TUJUAN: Ganti "beliau" dengan "dosen itu" saat menyalin ulang bagian cerita tentang tanda tangan palsu di kelas yang dibuka dengan kata-kata "Kecerian di wajah" dan ditutup dengan "tidak dapat dimaafkan.".

KUTIPAN DOKUMEN:
************
Rabu, 18 Desember 2013

Hati Atua Materi?


Hati Atau Materi?
(Setiap Kesulitan Pasti Ada Kemudahan)

Sore itu, iringan rintikan hujan menemani kesunyian sebuah ruangan yang redup karena awan hitam yang enggan berpindah, seakan ingin menjadi saksi sebuah peristiwa besar. Di sisi lain kecerian menghinggapi wajah mahasiswa  yang beberap bulan lagi diwisuda dan meraih gelar Ahli Muda dari sebuah Kampus Pendidikan.
Sekitar pukul setengah empat dosen yang ditunggu datang juga dengan wajah semangat penuh senyum. Dengan salam diikuti dengan sebuah materi ringan dan tanya jawab menemani sore itu. Saat itu juga data kehadiran mahasiswa ikut berputar dengan goresan pena sebagai tanda bukti hadir mahasiswa dan berhenti di tangan si dosen yang penuh keceriaan.
Setelah pembelajaran berjalan sekitar empat puluh menit si dosen menutup dengan ucapan permintaan maaf atas kesalahan selama proses pembelajaran bersama dan si dosen juga tidak lupa untuk mengecek data hadir.

Dipanggil satu persatu mahasiswa untuk memastikan kehadiran. Keceriaan juga menghinggapi wajah mereka. Tetapi, suasana ceria berubah menjadi suasana yang menegangkan ketika dipanggil salah satu teman kita (sebut saja Ani) tidak ada sahutan ketika dipanggil namanya padahal di data hadir ada tanda tangan.
Kecerian di wajah si dosen menjadi seram karena kejadian ini. Dengan suara yang keras beliau berkata,“Selama saya mengajar belum pernah mengalami seperti ini. Kebongan tidak pernah saya maafkan. Ayo mengaku siapa yang mendengkul tanda tangan Ani?“. Dengan wajah takut dengan sedikit tetasan air mata Ina (tidak nama sebenaranya) mengacungkan jari dan mengakui bahwa yang menandatangai Ani adala dia.
Suasana semakin mencekam setelah pengakuan tersebut. Si dosen tidak memberikan penghargaan atas kejujurannya malah mengancam kalau nilai Ani dan Ina tidak akan pernah keluar. Dengan nada amarah dan ancaman bahwa nilai mereka berdua tidak akan keluar dan beliau tidak akan pernah mau memberikan nilai karena menurut beliau kebohongan adalan sebuah kesalahan yang tidak dapat dimaafkan.
Selesai sudah pembelajaran sore itu. Rintihan hujan menjadi saksi peristiwa yang tak terlupakan ini. Semua mahasiswa menenangkan Ina dan Inapun menghubungi Ani untuk menjelaskan kejadian ini.
Saya sebagai komting mengejar dosen untuk menjelaskan bahwa kejadiaan ini juga tidak lepas dari kesalahan saya yang tidak mengontrol data hadir. Tetapi, dosen tetep kukuh dengan pendiriannnya bahwa kesalahan ini adalah kesalahan Ina dan Ani. Jika saya tetap ikut campur maka saya juga kena imbasnya.
************
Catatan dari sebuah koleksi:
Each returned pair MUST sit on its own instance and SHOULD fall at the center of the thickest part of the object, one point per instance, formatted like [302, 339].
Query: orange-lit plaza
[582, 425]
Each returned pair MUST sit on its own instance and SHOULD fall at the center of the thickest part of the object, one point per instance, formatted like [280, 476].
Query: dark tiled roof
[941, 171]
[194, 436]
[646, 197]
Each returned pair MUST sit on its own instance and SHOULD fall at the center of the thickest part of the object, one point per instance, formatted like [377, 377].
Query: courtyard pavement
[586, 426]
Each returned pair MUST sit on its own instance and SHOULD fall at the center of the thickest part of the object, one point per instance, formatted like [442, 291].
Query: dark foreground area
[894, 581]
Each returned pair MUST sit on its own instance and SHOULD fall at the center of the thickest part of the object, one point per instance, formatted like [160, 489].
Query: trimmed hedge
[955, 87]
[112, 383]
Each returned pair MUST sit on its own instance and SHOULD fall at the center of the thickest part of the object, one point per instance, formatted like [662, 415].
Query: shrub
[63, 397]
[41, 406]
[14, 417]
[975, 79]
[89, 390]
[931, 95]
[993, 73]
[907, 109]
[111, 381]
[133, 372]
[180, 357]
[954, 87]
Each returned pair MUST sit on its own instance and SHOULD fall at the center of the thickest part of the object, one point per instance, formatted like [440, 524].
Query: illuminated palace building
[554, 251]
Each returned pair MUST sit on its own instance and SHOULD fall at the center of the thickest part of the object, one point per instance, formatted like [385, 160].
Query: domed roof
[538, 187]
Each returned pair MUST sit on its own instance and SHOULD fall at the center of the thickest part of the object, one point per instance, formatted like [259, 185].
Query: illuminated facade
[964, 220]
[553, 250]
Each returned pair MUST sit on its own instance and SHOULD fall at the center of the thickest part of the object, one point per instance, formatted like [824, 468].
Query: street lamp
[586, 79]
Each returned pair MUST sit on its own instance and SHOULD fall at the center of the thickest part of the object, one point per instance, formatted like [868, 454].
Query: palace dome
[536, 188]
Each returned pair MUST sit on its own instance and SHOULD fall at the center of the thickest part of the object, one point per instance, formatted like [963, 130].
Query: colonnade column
************
JAWABAN LATIHAN:
Kecerian di wajah si dosen menjadi seram karena kejadian ini. Dengan suara yang keras dosen itu berkata,“Selama saya mengajar belum pernah mengalami seperti ini. Kebongan tidak pernah saya maafkan. Ayo mengaku siapa yang mendengkul tanda tangan Ani?“. Dengan wajah takut dengan sedikit tetasan air mata Ina (tidak nama sebenaranya) mengacungkan jari dan mengakui bahwa yang menandatangai Ani adala dia.
Suasana semakin mencekam setelah pengakuan tersebut. Si dosen tidak memberikan penghargaan atas kejujurannya malah mengancam kalau nilai Ani dan Ina tidak akan pernah keluar. Dengan nada amarah dan ancaman bahwa nilai mereka berdua tidak akan keluar dan dosen itu tidak akan pernah mau memberikan nilai karena menurut dosen itu kebohongan adalan sebuah kesalahan yang tidak dapat dimaafkan.